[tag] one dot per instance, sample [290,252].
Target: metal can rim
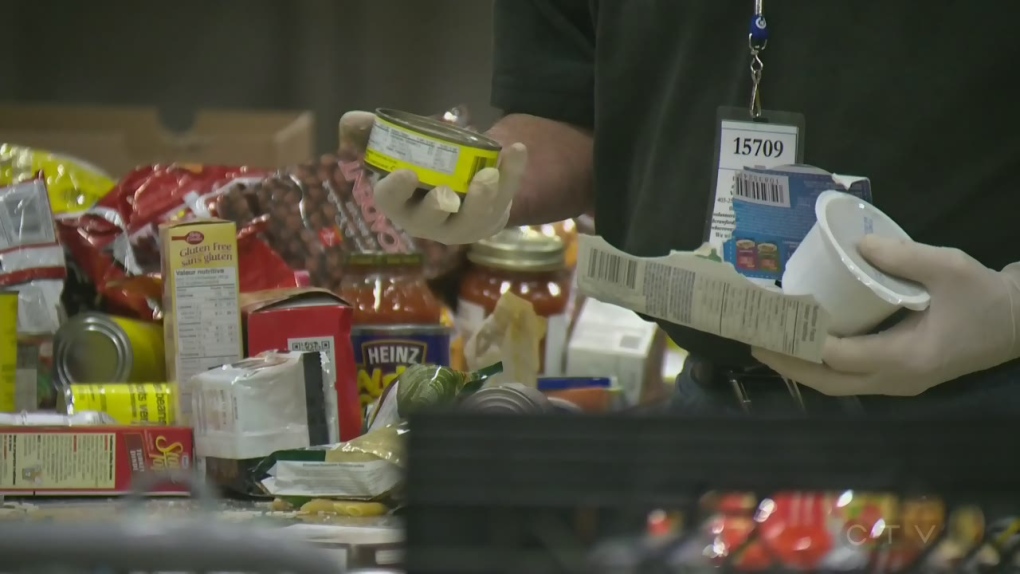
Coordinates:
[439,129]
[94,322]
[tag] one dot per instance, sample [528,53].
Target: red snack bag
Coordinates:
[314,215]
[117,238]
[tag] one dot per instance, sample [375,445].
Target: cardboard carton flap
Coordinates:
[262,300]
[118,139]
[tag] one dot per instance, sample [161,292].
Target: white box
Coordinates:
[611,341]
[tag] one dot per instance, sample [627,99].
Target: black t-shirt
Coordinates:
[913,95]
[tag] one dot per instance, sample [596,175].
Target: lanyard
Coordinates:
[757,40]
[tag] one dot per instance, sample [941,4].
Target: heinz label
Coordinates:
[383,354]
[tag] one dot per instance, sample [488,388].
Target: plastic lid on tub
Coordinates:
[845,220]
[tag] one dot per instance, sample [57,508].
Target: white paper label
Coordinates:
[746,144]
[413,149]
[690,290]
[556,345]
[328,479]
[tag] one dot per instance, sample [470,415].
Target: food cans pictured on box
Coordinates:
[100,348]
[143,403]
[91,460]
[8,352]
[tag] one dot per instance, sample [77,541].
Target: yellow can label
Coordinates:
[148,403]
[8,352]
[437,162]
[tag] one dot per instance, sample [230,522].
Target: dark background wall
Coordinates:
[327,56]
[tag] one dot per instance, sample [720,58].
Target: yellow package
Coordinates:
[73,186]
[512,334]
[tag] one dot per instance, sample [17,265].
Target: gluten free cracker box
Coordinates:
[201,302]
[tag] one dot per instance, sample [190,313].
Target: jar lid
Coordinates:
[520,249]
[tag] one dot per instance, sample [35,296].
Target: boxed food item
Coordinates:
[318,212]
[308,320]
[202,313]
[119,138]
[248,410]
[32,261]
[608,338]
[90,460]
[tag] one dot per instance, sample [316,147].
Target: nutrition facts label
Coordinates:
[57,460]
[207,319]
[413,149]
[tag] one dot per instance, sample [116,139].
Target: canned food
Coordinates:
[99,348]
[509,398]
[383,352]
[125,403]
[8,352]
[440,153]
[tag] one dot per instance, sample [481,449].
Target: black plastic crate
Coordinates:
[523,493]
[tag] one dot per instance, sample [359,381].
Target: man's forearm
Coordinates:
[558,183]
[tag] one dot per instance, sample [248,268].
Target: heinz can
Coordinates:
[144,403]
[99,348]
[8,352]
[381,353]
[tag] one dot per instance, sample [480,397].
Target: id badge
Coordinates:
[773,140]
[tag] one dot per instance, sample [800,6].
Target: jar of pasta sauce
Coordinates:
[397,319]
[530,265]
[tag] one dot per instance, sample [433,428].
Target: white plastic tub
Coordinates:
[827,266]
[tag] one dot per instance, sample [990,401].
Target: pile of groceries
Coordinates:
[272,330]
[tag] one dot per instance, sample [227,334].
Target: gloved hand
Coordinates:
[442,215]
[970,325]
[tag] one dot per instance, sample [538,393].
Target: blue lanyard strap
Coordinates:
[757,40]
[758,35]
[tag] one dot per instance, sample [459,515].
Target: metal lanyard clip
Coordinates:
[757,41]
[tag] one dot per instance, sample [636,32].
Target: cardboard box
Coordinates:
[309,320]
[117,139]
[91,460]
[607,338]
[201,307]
▬▬▬▬▬▬▬▬▬▬
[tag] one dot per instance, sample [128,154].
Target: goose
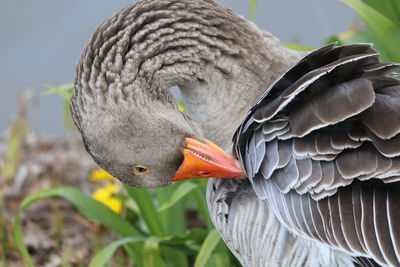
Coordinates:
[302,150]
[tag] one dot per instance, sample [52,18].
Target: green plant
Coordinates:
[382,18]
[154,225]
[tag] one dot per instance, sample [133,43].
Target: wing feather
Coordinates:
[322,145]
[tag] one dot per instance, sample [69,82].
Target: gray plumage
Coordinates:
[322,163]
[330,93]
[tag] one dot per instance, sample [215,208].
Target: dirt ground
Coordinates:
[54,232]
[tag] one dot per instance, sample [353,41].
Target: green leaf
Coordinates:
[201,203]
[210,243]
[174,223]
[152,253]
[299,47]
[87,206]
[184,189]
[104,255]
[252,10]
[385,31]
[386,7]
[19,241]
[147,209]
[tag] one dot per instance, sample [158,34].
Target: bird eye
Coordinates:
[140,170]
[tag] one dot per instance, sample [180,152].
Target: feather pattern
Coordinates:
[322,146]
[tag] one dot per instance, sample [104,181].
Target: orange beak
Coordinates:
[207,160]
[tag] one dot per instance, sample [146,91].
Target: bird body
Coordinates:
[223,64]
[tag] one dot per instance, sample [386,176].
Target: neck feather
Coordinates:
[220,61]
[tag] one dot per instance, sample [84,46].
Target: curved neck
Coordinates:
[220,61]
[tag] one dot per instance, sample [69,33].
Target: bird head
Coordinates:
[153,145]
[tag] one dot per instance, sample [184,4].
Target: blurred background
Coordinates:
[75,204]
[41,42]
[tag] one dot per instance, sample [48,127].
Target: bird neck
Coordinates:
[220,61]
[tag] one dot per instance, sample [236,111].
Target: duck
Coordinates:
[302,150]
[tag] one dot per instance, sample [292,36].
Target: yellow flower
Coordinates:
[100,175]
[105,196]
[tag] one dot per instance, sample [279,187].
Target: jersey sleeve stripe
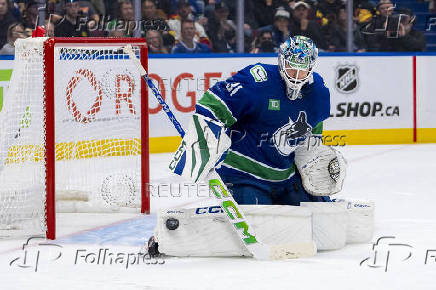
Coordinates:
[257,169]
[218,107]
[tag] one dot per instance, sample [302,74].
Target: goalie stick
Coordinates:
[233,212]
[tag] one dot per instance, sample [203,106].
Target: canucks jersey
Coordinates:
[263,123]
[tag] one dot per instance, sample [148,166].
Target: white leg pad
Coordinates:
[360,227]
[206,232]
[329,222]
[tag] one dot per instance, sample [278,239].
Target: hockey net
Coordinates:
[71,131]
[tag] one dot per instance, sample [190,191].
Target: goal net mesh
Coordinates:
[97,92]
▬▬▬▬▬▬▬▬▬▬
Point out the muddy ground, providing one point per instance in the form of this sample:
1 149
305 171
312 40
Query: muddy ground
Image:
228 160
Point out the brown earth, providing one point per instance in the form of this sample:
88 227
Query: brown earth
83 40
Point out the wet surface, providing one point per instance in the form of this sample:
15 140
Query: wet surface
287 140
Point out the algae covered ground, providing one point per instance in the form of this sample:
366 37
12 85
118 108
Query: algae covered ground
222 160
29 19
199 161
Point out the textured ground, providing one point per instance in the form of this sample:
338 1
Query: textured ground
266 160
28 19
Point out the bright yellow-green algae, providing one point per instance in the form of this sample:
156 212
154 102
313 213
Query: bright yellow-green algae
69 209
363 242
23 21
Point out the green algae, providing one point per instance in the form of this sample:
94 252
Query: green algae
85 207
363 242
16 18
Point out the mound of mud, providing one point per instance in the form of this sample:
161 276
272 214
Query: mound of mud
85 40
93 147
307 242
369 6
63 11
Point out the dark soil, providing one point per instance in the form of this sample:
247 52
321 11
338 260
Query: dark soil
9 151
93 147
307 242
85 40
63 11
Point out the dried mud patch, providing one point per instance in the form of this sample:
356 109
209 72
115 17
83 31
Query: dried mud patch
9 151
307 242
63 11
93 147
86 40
▬▬▬▬▬▬▬▬▬▬
→ Work to complete
Show every line in the items above that contains the word "metal".

→ Answer to this exercise
Target: metal can rim
Target: metal lanyard clip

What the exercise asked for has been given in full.